The so-called "desktop metaphor" of today's workstation is instead an "airplane-seat" metaphor. Anyone who has shuffled a lap full of papers while seated between two portly passengers will recognize the difference--one can see only a very few things at once.

If the desktop metaphor cannot be achieved on a physically larger monitor (or even on today's much larger monitors with much larger resolutions), how can it possibly be achieved on a smaller screen? Showing only one application, while understandably limiting, prevents the sort of madness multiple windows would create.

It's not perfect

No, it's not. But is anything?

Why I want an iPad

Unless you've been living under a rock, you know that Steve Jobs and Apple have announced the iPad, the long rumored Apple tablet. Name jokes aside, I think we're seeing the beginning of a revolution.

The iPad is the first piece of technology in my lifetime that I am honestly looking forward to. I think it is going to be the beginning of a revolution. I don't know where that revolution will lead or what it will mean to me as someone used and reasonably well-adapted to the current era of computers. It will certainly be interesting.

========================================

| Tasks to perform |
[1] In the iPad piece, what does the writer say the "desktop metaphor" of today's workstation really is?
[2] Please carry on the iPad piece, starting after its last sentence.

Collected data
========================================

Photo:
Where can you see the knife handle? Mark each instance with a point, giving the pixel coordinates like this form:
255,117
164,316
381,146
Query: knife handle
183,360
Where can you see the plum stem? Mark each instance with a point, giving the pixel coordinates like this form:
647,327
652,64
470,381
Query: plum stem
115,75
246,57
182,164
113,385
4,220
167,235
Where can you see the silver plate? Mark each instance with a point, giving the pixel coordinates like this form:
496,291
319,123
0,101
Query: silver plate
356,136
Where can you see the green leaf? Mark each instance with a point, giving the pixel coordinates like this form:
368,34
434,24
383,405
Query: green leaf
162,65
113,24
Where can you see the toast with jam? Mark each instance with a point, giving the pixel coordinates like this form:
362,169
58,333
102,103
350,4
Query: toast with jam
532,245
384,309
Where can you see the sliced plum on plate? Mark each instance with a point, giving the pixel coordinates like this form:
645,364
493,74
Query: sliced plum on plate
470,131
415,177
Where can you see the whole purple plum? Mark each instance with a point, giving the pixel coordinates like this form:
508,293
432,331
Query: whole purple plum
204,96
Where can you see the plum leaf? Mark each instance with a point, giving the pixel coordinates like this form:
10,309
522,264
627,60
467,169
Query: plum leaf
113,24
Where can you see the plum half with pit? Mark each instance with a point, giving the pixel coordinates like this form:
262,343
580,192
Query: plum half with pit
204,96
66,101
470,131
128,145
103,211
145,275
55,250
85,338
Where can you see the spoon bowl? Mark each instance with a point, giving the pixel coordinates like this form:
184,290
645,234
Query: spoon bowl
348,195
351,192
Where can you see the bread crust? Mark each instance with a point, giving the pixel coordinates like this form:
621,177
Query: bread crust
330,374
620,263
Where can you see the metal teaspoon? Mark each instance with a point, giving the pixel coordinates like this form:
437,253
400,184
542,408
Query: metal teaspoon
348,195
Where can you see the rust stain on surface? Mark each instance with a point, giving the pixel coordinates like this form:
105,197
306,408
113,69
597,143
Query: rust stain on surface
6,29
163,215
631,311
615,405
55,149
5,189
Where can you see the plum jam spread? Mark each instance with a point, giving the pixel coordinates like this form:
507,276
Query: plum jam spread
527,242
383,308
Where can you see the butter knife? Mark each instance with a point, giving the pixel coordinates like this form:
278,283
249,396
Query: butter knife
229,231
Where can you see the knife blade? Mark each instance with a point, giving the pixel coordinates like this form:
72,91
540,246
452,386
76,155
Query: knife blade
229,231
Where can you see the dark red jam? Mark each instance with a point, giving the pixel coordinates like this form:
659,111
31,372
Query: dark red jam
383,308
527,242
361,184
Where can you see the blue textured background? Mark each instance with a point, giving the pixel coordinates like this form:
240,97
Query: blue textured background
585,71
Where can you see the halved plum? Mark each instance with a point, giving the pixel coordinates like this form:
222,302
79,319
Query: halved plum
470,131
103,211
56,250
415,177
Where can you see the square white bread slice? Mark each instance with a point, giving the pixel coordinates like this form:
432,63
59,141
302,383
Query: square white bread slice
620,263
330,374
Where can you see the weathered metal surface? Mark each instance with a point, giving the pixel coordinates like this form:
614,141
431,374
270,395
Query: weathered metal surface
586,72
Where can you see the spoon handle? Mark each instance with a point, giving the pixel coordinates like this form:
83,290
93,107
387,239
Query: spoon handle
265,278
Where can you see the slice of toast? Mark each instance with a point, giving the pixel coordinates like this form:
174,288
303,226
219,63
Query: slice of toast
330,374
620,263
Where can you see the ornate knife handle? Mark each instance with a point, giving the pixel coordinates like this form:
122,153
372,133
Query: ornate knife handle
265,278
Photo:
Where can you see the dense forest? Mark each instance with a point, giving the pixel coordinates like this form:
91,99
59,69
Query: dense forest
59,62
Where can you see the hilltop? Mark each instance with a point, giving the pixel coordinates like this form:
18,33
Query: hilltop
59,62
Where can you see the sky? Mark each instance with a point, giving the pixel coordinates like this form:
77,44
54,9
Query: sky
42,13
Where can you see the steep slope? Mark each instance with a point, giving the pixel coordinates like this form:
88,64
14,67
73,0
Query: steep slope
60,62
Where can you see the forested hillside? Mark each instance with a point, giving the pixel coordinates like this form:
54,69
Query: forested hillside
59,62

========================================

| Responses in order |
[1] An "airplane-seat" metaphor.

[2]
I have a lot of what I want to say about the iPad which I'll spread out over a handful of entries. Today, I'll start with why I want one, how I think I would use it.

My commute to work each day is just over an hour each way. Even though I have a laptop (an aging iBook G4), I find it difficult to do significant work during the commute. Mass transit methods are not really set up for using a laptop. When you fly on a plane, when you take a train somewhere, you have a tray table on which you can put a laptop. You don't have that on a bus, in the subway, carpooling, etc.

So I spend a lot of my time reading. (Or sleeping.) It's easy to bring a book and read it. However, if what I need to read is only available in electronic form, it becomes necessary to print it out. One of my new projects is to replace my aging webserver (which happens to host this site and others) so I have been reading server security documents. I spent $130 to have FedEx Office (formerly Kinkos) print out some of these documents.

And since I've done this once, I will likely do it again. If nothing changes, some day, another $130 will be spent to have more documents printed. If I do this three more times, the cost comes to $520, more than the cost of a base iPad. This certainly makes it cost effective, not including the definite benefits that the iPad provides over several binders of documents.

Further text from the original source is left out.